Kruskal最小生成樹算法

Kruskal是一種簡單貪心路徑算法，解決連通圖中最短路徑問題

#include <iostream>
#include <stdio.h>
#include <windows.h>
#include <cmath>
#include <algorithm>
#include <string>
using namespace std;
/**
 **保存數據
 **查找最小邊
 **判斷是否產生迴路
 **保存數據
 **/
int vertex_num;
int edge_num;
struct Edge
{
    int edge_from;  
    int edge_to;    
    int value;      
};

struct Graph
{
    Edge *vertex;  
    int *root;     
    int **matrix;  

} graph;

// sort
bool cmp(const Edge &a, const Edge &b)
{
    return a.value < b.value;
}

void all(int index,const int num, int max_index, bool flag[])
{
    int temp1, temp2;
    for(int i=0; i<max_index; i++)

────────────────

任務 A:
將文本中以「/**」開頭的那段註釋改寫成一句話，保留其中列出的各項步驟。
文本與記錄彼此無關。

────────────────

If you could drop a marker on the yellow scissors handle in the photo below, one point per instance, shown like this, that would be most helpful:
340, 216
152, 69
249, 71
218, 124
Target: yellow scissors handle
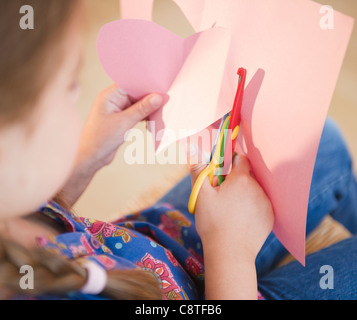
209, 171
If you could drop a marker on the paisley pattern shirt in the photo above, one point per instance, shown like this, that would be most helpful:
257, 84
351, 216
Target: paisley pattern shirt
160, 240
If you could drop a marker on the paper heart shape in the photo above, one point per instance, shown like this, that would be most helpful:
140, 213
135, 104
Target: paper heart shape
142, 57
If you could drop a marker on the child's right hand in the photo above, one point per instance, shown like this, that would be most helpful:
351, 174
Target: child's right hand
236, 215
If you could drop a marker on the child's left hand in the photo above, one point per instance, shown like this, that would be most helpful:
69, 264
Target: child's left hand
111, 116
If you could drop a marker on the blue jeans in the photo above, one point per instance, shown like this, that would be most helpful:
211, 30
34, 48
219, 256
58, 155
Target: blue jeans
333, 191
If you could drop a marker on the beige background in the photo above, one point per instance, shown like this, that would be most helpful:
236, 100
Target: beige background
115, 190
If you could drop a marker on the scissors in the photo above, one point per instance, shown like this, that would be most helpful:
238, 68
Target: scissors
230, 123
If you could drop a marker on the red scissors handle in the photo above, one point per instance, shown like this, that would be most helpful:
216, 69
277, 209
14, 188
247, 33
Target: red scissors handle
235, 120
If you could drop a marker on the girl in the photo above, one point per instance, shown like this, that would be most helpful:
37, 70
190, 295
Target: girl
46, 163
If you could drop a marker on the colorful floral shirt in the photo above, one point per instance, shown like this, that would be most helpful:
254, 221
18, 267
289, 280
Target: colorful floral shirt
160, 240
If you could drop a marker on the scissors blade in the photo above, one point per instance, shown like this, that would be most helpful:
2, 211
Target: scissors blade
218, 134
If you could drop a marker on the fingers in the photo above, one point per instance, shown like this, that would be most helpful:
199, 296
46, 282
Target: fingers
240, 166
141, 110
117, 99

────────────────

任務 B:
重寫記錄中從含有「If you could drop a marker on the child's left」的那一行到記錄末尾的這一段，把其中的「Target」改成「Label」，其餘內容保持不變。

完整輸出 A:
步驟依次為：保存數據、查找最小邊、判斷是否產生迴路，最後再保存數據。

完整輸出 B:
If you could drop a marker on the child's left hand in the photo above, one point per instance, shown like this, that would be most helpful:
69, 264
Label: child's left hand
111, 116
If you could drop a marker on the blue jeans in the photo above, one point per instance, shown like this, that would be most helpful:
211, 30
34, 48
219, 256
58, 155
Label: blue jeans
333, 191
If you could drop a marker on the beige background in the photo above, one point per instance, shown like this, that would be most helpful:
236, 100
Label: beige background
115, 190
If you could drop a marker on the scissors in the photo above, one point per instance, shown like this, that would be most helpful:
238, 68
Label: scissors
230, 123
If you could drop a marker on the red scissors handle in the photo above, one point per instance, shown like this, that would be most helpful:
216, 69
277, 209
14, 188
247, 33
Label: red scissors handle
235, 120
If you could drop a marker on the girl in the photo above, one point per instance, shown like this, that would be most helpful:
37, 70
190, 295
Label: girl
46, 163
If you could drop a marker on the colorful floral shirt in the photo above, one point per instance, shown like this, that would be most helpful:
254, 221
18, 267
289, 280
Label: colorful floral shirt
160, 240
If you could drop a marker on the scissors blade in the photo above, one point per instance, shown like this, that would be most helpful:
2, 211
Label: scissors blade
218, 134
If you could drop a marker on the fingers in the photo above, one point per instance, shown like this, that would be most helpful:
199, 296
46, 282
Label: fingers
240, 166
141, 110
117, 99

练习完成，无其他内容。